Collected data
----

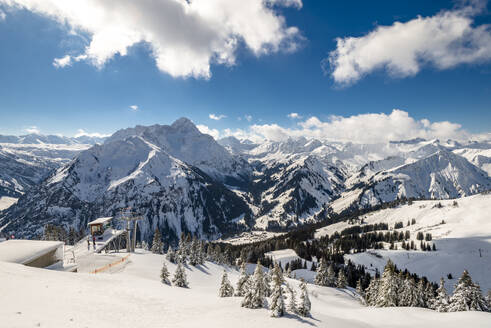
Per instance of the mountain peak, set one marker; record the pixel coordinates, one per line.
(185, 125)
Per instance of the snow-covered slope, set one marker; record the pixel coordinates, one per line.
(130, 172)
(33, 139)
(135, 297)
(184, 141)
(281, 184)
(463, 241)
(442, 175)
(24, 165)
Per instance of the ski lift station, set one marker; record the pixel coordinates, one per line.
(99, 226)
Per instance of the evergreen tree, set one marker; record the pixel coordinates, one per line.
(241, 288)
(164, 274)
(254, 297)
(341, 282)
(267, 282)
(359, 291)
(387, 294)
(429, 296)
(157, 242)
(321, 276)
(292, 300)
(467, 296)
(421, 294)
(201, 253)
(304, 306)
(182, 250)
(442, 300)
(180, 279)
(226, 289)
(277, 301)
(194, 252)
(331, 276)
(171, 255)
(289, 272)
(371, 293)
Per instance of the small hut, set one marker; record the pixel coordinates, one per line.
(98, 226)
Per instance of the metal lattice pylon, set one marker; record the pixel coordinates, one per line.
(129, 216)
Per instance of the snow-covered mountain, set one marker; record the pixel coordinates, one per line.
(184, 141)
(183, 180)
(25, 160)
(138, 168)
(25, 165)
(34, 138)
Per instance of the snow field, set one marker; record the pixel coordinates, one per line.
(462, 242)
(135, 297)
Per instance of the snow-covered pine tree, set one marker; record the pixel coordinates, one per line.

----

Assigned task »
Give the data above again, exactly and completely. No pictures go in.

Solution for this task »
Per instance of the mountain peak, set one marker; record the pixel coordinates, one per line.
(185, 125)
Per instance of the snow-covered slope, set one marker; record the pixel coordinates, one per line.
(130, 172)
(33, 139)
(135, 297)
(184, 141)
(281, 184)
(463, 241)
(442, 175)
(24, 165)
Per instance of the ski lift station, set one marker; record the pixel coordinates, one per line.
(99, 226)
Per instance of the evergreen tree, set one marker; record the pixel coordinates, one per line.
(241, 288)
(164, 274)
(254, 297)
(341, 282)
(267, 282)
(359, 291)
(387, 294)
(429, 296)
(157, 242)
(321, 276)
(292, 300)
(467, 296)
(421, 294)
(201, 253)
(304, 306)
(182, 250)
(442, 300)
(180, 279)
(226, 289)
(277, 301)
(194, 252)
(331, 276)
(171, 255)
(289, 272)
(371, 293)
Per instance of the small hut, set one marker; record the pixel coordinates, one per line.
(98, 226)
Per instance of the metal lattice pylon, set one marker; record the pixel coordinates, one per line.
(129, 216)
Per instance of the snow-covered mountain, set one marker; record the pixel coordinates, one per line.
(184, 141)
(183, 180)
(25, 160)
(138, 168)
(25, 165)
(34, 138)
Per instance of the snow field, set one marker; record the pixel coordinates, one per line.
(462, 242)
(135, 297)
Per instance of the snow-covered pine tree, set one marker; record the pixel coordinates, one per line.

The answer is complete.